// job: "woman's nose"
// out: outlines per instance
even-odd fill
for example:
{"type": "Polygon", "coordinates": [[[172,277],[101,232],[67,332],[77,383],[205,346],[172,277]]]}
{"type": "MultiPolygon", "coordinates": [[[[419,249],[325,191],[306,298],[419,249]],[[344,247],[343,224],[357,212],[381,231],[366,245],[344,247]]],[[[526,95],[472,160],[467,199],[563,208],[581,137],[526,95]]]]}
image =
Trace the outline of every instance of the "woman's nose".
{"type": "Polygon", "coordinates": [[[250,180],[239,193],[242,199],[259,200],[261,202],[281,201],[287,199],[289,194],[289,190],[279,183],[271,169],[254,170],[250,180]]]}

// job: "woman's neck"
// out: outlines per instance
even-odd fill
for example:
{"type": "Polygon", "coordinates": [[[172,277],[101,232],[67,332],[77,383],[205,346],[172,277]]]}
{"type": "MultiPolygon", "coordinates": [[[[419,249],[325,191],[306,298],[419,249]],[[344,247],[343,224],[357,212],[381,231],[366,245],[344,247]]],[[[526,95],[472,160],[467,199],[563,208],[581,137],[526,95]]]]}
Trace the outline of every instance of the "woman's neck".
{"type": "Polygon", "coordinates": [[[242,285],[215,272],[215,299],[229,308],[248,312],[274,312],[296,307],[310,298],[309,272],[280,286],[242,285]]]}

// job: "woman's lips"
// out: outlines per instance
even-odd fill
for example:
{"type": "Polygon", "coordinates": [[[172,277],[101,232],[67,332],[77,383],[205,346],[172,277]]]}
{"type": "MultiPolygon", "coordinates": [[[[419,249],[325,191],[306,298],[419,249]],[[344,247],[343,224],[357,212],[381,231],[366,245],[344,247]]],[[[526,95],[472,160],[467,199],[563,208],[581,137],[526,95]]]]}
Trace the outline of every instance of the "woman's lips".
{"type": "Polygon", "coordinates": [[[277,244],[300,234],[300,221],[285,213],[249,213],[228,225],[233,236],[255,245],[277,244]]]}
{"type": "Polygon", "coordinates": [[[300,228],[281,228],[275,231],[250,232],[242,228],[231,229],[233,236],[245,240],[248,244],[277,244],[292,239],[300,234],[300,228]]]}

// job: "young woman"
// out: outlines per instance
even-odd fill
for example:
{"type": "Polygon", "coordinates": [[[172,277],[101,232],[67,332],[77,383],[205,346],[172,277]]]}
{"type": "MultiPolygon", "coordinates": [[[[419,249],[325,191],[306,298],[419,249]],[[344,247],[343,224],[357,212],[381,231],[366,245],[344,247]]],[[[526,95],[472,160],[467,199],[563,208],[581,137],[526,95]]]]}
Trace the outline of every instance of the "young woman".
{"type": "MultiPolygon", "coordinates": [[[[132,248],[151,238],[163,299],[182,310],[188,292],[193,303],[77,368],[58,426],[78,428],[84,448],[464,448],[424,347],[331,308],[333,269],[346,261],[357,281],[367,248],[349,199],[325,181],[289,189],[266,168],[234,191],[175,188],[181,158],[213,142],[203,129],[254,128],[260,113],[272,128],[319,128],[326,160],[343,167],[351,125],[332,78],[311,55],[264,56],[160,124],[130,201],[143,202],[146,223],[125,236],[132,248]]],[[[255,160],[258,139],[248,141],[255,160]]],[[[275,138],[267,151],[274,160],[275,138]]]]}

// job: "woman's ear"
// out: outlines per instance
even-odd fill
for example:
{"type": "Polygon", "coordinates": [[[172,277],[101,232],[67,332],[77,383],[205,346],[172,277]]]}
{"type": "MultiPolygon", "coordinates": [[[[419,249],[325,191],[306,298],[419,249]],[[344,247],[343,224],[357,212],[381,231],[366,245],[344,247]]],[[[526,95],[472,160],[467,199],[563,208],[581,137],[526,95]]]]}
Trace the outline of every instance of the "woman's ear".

◇ ◇ ◇ ◇ ◇

AIM OF THE EXERCISE: Pull out every line of the material above that contains the string "neck", matching case exactly.

FULL OUTPUT:
// job: "woman's neck"
Trace the outline of every instance of the "woman's neck".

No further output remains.